State v. Voshart

Decision Date07 June 1968
Citation159 N.W.2d 1,39 Wis.2d 419
PartiesSTATE of Wisconsin, Respondent, v. E. B. VOSHART, Appellant.
CourtWisconsin Supreme Court

Bosshard, Sundet & Doyle, La Crosse, for appellant.

Bronson C. La Follette, Atty. Gen., William A. Platz and Betty R. Brown, Asst. Attys. Gen., Madison, Burleigh A. Randolph, La Crosse Co. Dist. Atty., La Crosse, for respondent.

ROBERT W. HANSEN, Justice.

This appeal challenges the constitutionality of the Wisconsin statute declaring 'lewd, obscene and indecent' materials to be contraband, 1 and the validity of the Wisconsin statute providing that, 'if a motion to suppress evidence is granted, property seized shall not be returned' if 'it is subject to confiscation.' 2

SCOPE OF REVIEW

The challenge here is to the constitutionality of the Wisconsin contraband statute on its face, as applied to obscene films, photos and comic books. We do not deal here with what has been termed the 'finely drawn line' between what is obscene and what is not obscene. 3 No claim is made that the particular materials seized are not in fact obscene under any definition of the word. 4 Nor is any claim made that the adversary hearing at which the trial court determined the seized materials to be obscene did not meet constitutional requirements. 5 Nor is there any claim that the procedural steps taken did not meet the constitutional requirements of timeliness. 6

The issue presented is whether the statute on its face invades constitutionally assured rights of the appellant. This decision is limited to the issue raised. In a recent case, the United States Supreme Court upheld the constitutionality of a New York state statute 7 prohibiting the sale to minors under 17 years of age of books, magazines, photos or motion picture films which, taken as a whole, are 'harmful to minors.' 8 While one member of the court did not applaud the limited scope of review, 9 the plurality of the court considered only the constitutionality of the statute on its face. 10 In an earlier landmark case in this field involving the constitutionality of the federal anti-obscenity statute 11 and the constitutionality of the California anti-obscenity statute, 12 the United States Supreme Court held both statutes to be constitutional. 13 Once again, one member of the court challenged the limiting of the scope of review, 14 but the plurality of the court refused to take up the question of whether the particular materials involved were in fact obscene. 15 The route taken by the court plurality recommends itself as the proper course to follow in the case now before us.

▸ Data provided

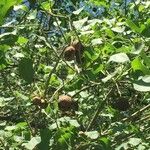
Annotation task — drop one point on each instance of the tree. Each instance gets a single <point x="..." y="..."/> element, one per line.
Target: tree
<point x="74" y="74"/>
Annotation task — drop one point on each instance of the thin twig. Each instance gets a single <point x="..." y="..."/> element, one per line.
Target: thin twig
<point x="136" y="113"/>
<point x="99" y="107"/>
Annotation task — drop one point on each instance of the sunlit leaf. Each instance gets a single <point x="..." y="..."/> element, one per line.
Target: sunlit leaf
<point x="26" y="69"/>
<point x="32" y="143"/>
<point x="119" y="58"/>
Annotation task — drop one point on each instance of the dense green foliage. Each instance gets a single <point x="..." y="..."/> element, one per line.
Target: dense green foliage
<point x="109" y="79"/>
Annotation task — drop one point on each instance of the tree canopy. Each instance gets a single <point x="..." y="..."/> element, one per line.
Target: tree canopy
<point x="74" y="74"/>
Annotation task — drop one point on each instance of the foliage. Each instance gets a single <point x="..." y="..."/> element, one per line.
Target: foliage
<point x="109" y="78"/>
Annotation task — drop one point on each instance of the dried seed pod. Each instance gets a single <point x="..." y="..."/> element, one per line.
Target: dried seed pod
<point x="65" y="103"/>
<point x="38" y="101"/>
<point x="69" y="53"/>
<point x="121" y="104"/>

▸ To be done
According to the court opinion, what did the New York statute upheld by the United States Supreme Court prohibit? The records play no part in what is asked here.

▸ Result for this exercise
It prohibited the sale to minors under 17 years of age of books, magazines, photos or motion picture films which, taken as a whole, are "harmful to minors."